AIM OF THE TASK: Look at the entries below and restate word for word the lines from the first through the one that has "target: ocean".

═════ RECORDED DATA

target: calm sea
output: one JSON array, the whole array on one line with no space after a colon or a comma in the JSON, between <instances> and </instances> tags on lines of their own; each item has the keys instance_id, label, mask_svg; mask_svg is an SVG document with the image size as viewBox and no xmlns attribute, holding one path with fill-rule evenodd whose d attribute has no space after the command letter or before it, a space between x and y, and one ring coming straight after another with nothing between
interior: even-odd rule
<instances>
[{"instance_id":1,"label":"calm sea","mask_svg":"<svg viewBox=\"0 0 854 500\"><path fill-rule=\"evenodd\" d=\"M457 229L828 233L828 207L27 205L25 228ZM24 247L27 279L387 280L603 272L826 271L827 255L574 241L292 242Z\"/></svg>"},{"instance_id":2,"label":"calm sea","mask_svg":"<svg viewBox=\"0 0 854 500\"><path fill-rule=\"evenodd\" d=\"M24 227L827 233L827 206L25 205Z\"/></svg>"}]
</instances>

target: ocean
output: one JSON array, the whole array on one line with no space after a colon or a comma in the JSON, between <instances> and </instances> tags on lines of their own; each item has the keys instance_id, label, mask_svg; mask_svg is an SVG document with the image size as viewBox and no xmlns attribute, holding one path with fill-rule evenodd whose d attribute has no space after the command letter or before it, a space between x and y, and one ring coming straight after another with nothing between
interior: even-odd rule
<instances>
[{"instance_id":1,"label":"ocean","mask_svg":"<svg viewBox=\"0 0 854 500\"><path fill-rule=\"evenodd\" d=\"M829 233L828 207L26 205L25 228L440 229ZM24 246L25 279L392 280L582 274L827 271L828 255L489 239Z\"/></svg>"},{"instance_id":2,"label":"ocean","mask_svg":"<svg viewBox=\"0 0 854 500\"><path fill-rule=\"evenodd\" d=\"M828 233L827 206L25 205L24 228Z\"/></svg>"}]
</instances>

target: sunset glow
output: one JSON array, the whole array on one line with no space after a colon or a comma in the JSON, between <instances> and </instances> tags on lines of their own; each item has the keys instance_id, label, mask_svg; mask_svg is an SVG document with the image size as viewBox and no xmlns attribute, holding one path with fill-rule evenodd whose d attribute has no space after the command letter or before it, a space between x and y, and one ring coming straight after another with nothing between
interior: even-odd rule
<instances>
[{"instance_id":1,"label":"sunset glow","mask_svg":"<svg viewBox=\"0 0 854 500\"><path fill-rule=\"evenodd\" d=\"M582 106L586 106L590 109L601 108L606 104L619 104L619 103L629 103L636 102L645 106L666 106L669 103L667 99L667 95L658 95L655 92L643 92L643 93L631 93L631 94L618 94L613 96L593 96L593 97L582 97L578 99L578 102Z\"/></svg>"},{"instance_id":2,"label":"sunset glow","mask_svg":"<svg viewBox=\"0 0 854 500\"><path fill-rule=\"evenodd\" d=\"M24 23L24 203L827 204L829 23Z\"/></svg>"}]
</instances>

══════════

EXERCISE SOLUTION:
target: calm sea
output: one JSON array, the whole array on one line with no space after a colon or a comma in the JSON, between <instances> and </instances> tags on lines of their own; each item has the keys instance_id, label, mask_svg; mask_svg is an SVG document with the image size as viewBox and no xmlns attribute, holding one path with fill-rule evenodd whose d attribute has no space after the command letter or before it, a space between x and y, and one ring coming straight after another with nothing between
interior: even-odd rule
<instances>
[{"instance_id":1,"label":"calm sea","mask_svg":"<svg viewBox=\"0 0 854 500\"><path fill-rule=\"evenodd\" d=\"M457 229L828 233L828 207L27 205L25 228ZM24 247L27 279L387 280L603 272L826 271L827 255L574 241L292 242Z\"/></svg>"},{"instance_id":2,"label":"calm sea","mask_svg":"<svg viewBox=\"0 0 854 500\"><path fill-rule=\"evenodd\" d=\"M24 227L827 233L827 206L25 205Z\"/></svg>"}]
</instances>

target: ocean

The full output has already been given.